Directions for this task –
Return all of the entries exactly as written.

Data for this task –

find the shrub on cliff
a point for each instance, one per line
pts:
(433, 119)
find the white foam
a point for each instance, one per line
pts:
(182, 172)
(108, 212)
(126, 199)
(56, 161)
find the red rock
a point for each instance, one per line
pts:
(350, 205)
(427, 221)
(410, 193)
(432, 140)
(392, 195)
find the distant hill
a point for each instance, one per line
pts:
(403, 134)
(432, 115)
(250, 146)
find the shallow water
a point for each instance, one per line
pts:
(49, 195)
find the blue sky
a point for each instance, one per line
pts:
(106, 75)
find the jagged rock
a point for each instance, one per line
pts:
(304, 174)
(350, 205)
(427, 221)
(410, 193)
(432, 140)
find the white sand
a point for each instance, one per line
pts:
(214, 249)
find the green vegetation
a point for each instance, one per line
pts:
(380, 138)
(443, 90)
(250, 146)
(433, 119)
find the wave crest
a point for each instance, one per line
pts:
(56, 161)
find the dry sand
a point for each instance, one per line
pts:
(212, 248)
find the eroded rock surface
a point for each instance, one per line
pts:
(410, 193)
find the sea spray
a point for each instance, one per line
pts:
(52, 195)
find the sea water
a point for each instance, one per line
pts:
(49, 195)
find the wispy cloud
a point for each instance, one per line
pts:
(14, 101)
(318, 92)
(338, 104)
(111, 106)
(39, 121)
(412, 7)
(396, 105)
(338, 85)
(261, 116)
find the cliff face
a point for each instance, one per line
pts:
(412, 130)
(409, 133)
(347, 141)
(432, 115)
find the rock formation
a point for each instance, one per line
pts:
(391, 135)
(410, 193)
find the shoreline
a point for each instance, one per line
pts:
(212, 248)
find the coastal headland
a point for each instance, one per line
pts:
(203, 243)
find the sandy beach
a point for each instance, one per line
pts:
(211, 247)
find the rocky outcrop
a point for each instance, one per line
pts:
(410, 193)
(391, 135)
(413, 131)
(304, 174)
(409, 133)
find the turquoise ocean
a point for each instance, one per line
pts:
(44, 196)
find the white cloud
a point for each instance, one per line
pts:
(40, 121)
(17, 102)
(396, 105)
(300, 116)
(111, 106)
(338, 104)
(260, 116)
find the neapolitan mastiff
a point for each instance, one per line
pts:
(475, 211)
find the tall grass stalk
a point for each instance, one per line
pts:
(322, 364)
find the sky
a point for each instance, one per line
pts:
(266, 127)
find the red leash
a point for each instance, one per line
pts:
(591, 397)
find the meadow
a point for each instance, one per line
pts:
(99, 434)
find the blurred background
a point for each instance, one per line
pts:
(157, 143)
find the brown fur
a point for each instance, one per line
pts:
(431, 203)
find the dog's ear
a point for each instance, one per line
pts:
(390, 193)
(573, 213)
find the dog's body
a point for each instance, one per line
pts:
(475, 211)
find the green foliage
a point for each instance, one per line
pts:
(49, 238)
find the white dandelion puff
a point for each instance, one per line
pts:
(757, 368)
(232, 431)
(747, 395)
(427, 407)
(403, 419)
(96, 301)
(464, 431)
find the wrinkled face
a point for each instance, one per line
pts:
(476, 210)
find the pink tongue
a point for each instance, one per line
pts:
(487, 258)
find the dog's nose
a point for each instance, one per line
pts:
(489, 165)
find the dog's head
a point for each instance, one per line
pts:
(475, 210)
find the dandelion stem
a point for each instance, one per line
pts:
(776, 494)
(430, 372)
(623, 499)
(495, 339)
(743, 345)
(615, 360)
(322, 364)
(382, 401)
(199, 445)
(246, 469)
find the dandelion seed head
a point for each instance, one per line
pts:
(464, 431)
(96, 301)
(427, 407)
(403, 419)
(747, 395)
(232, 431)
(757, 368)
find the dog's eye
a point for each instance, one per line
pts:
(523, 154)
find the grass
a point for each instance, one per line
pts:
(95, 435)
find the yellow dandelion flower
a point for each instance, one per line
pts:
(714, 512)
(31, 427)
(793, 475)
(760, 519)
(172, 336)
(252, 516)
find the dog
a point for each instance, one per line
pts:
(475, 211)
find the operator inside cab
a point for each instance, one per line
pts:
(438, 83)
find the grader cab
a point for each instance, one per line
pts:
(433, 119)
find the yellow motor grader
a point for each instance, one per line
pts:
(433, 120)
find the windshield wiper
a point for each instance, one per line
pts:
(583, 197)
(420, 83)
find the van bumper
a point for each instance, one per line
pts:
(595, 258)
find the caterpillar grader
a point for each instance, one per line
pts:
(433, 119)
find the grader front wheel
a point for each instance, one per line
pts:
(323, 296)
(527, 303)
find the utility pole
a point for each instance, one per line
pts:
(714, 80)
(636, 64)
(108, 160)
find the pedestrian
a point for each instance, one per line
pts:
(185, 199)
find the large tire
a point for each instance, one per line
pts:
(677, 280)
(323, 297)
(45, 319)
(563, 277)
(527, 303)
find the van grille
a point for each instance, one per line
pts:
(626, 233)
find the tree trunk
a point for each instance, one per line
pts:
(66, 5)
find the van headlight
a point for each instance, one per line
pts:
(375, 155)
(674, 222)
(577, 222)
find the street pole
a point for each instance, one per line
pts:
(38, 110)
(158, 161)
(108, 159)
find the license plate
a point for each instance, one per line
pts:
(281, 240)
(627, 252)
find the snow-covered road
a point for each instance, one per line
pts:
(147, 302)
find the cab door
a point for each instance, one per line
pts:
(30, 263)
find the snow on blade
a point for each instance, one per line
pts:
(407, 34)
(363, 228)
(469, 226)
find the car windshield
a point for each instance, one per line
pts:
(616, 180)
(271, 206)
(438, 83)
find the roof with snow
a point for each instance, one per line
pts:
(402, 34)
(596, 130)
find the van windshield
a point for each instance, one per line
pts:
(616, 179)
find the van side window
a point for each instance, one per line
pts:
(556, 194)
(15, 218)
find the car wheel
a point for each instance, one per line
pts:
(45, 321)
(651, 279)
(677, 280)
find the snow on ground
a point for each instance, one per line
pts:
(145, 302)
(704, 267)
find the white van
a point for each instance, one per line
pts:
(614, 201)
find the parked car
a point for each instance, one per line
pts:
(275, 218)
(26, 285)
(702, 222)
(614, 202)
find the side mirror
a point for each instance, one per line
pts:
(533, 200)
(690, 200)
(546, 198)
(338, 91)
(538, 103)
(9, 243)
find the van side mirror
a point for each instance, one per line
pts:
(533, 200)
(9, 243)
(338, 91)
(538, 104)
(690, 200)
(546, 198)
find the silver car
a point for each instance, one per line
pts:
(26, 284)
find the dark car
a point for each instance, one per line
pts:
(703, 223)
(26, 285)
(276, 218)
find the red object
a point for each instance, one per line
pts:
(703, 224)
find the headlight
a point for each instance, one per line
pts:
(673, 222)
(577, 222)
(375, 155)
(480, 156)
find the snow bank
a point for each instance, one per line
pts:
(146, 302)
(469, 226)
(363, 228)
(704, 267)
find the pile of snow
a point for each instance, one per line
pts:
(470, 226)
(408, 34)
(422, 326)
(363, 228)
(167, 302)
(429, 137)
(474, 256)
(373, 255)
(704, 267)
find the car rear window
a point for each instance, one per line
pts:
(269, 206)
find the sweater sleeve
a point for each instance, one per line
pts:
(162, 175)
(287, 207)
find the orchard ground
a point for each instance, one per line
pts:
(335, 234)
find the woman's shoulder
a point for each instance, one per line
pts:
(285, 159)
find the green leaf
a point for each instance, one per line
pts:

Output below –
find the shrub on cliff
a point for each instance, one per line
pts:
(433, 119)
find the white foam
a point for each instance, one per line
pts:
(182, 172)
(108, 212)
(126, 199)
(56, 161)
find the red rock
a point for each instance, one per line
pts:
(350, 205)
(427, 221)
(410, 193)
(432, 140)
(392, 195)
find the distant hill
a point for each instance, one per line
pts:
(403, 134)
(432, 115)
(250, 146)
find the shallow water
a point for each instance, one per line
pts:
(49, 195)
find the blue sky
a point for each instance, one per line
pts:
(106, 75)
find the jagged rock
a point for each instance, one per line
pts:
(304, 174)
(350, 205)
(427, 221)
(410, 193)
(432, 140)
find the white sand
a point for each instance, one per line
pts:
(214, 249)
find the green vegetation
a point for each instance, one per line
pts:
(380, 138)
(443, 90)
(250, 146)
(433, 119)
find the wave crest
a point for each instance, one per line
pts:
(56, 161)
find the dry sand
a point for each instance, one per line
pts:
(212, 248)
find the eroded rock surface
a point for each instance, one per line
pts:
(410, 193)
find the sea spray
a point for each instance, one per line
pts:
(52, 195)
find the sea water
a point for each instance, one per line
pts:
(49, 195)
find the wispy cloud
a point for each instance, one per line
pts:
(14, 101)
(318, 92)
(338, 104)
(111, 106)
(39, 121)
(412, 7)
(396, 105)
(338, 85)
(261, 116)
find the cliff face
a point for each instance, one per line
pts:
(412, 130)
(409, 133)
(347, 141)
(432, 115)
find the rock formation
a point for each instance, one per line
pts:
(391, 135)
(410, 193)
find the shoreline
a point for each instance, one per line
pts:
(212, 248)
find the coastal headland
a point for each instance, one per line
pts:
(203, 243)
find the sandy beach
a point for each instance, one per line
pts:
(211, 247)
find the rocky outcrop
a point for each instance, one per line
pts:
(410, 193)
(391, 135)
(413, 131)
(304, 174)
(409, 133)
find the turquoise ocean
a point for each instance, one per line
pts:
(44, 196)
find the white cloud
a point for each instance, one per line
pts:
(40, 121)
(17, 102)
(396, 105)
(300, 116)
(111, 106)
(338, 104)
(260, 116)
find the neapolitan mastiff
a point for each instance, one per line
pts:
(475, 211)
find the tall grass stalk
a point for each instance, one per line
pts:
(322, 364)
find the sky
a point for each instance, one per line
pts:
(266, 127)
find the red leash
a point for each instance, one per line
pts:
(591, 397)
find the meadow
a point for each instance, one per line
pts:
(99, 434)
find the blurred background
a point for each instance, one per line
pts:
(157, 143)
find the brown fur
a point for each instance, one per line
pts:
(431, 203)
find the dog's ear
a point for each instance, one per line
pts:
(390, 193)
(573, 213)
find the dog's body
a point for each instance, one per line
pts:
(475, 211)
find the green foliage
a point for each instance, one per line
pts:
(49, 238)
find the white dandelion puff
a point for each instance, one per line
pts:
(757, 368)
(232, 431)
(747, 395)
(427, 407)
(403, 419)
(96, 301)
(464, 431)
find the wrinkled face
a point for each instance, one per line
pts:
(476, 210)
find the pink tongue
a point for each instance, one per line
pts:
(487, 258)
find the dog's nose
a point for each instance, one per line
pts:
(489, 165)
find the dog's head
a point for each instance, one per line
pts:
(475, 210)
find the dandelion stem
a point for each instance, one per line
pts:
(776, 494)
(430, 372)
(623, 499)
(495, 339)
(743, 345)
(615, 360)
(322, 364)
(382, 401)
(199, 445)
(246, 469)
find the dandelion seed head
a point for each instance, one per line
pts:
(464, 431)
(96, 301)
(427, 407)
(403, 419)
(747, 395)
(232, 431)
(757, 368)
find the dog's eye
a point for each instance, one per line
pts:
(523, 154)
find the grass
a point for each instance, one per line
pts:
(95, 435)
find the yellow dandelion flower
a point for each instance, one per line
pts:
(714, 512)
(31, 427)
(793, 475)
(760, 519)
(172, 336)
(252, 516)
find the dog
a point for each instance, one per line
pts:
(475, 211)
find the operator inside cab
a point for each instance, one per line
pts:
(438, 83)
find the grader cab
a point for each instance, one per line
pts:
(433, 119)
find the yellow motor grader
a point for each instance, one per line
pts:
(433, 120)
find the windshield wiper
a point for each instance, one per line
pts:
(583, 197)
(420, 83)
find the van bumper
a point for each instance, one per line
pts:
(595, 258)
find the caterpillar grader
a point for each instance, one per line
pts:
(433, 119)
find the grader front wheel
a point for each instance, one per line
pts:
(323, 296)
(527, 303)
find the utility pole
a point for each instance, one per line
pts:
(714, 80)
(636, 64)
(108, 160)
find the pedestrian
a point for each instance, one per line
pts:
(185, 199)
find the large tire
a point for each instance, one per line
pts:
(677, 280)
(323, 297)
(45, 319)
(563, 277)
(527, 303)
find the van grille
a point for each instance, one per line
pts:
(626, 233)
find the tree trunk
a point for each instance, one per line
pts:
(66, 5)
find the van headlight
a point for each instance, one per line
pts:
(375, 155)
(674, 222)
(577, 222)
find the street pole
a point for each instance, one per line
pts:
(38, 110)
(158, 161)
(108, 159)
find the license plate
a point for each instance, one per line
pts:
(281, 240)
(627, 252)
find the snow-covered road
a point for each instance, one per line
pts:
(147, 302)
find the cab door
a point for each instance, one per line
pts:
(30, 263)
find the snow on blade
a point for each instance, one per line
pts:
(407, 34)
(363, 228)
(469, 226)
find the car windshield
a point for each instance, one per line
pts:
(616, 180)
(271, 206)
(438, 83)
find the roof with snow
a point for each instance, one per line
pts:
(402, 34)
(596, 130)
find the van windshield
a point for each instance, one per line
pts:
(616, 179)
find the van side window
a point for each instance, one per line
pts:
(556, 194)
(15, 218)
find the car wheel
a point for each instance, one per line
pts:
(45, 321)
(651, 279)
(677, 280)
find the snow on ground
a point for each instance, one per line
pts:
(145, 302)
(704, 267)
find the white van
a point for each instance, one per line
pts:
(614, 201)
find the parked car
a point for each instance, one per line
pts:
(275, 218)
(26, 285)
(702, 222)
(614, 202)
find the side mirror
a point for each instance, one per line
pts:
(533, 200)
(690, 200)
(546, 198)
(338, 91)
(538, 103)
(9, 243)
find the van side mirror
a point for each instance, one per line
pts:
(533, 200)
(9, 243)
(338, 91)
(538, 104)
(690, 200)
(546, 198)
find the silver car
a point for each instance, one per line
pts:
(26, 284)
find the dark car
a point for each instance, one per line
pts:
(703, 223)
(26, 285)
(276, 218)
find the red object
a point for each instance, one per line
pts:
(703, 224)
find the headlight
a point for each instance, one per line
pts:
(673, 222)
(577, 222)
(375, 155)
(480, 156)
find the snow bank
a point for each instance, one per line
pts:
(146, 302)
(469, 226)
(363, 228)
(704, 267)
find the pile of snow
a point for each instance, one per line
pts:
(470, 226)
(408, 34)
(422, 326)
(363, 228)
(167, 302)
(429, 137)
(474, 256)
(373, 255)
(704, 267)
find the car rear window
a point for each instance, one per line
pts:
(269, 206)
find the sweater sleeve
a point for each instance, one per line
pts:
(162, 175)
(287, 207)
find the orchard ground
a point for each instance, one per line
pts:
(335, 234)
find the woman's shoulder
a point for each instance, one per line
pts:
(285, 159)
find the green leaf
a point for each instance, one per line
pts:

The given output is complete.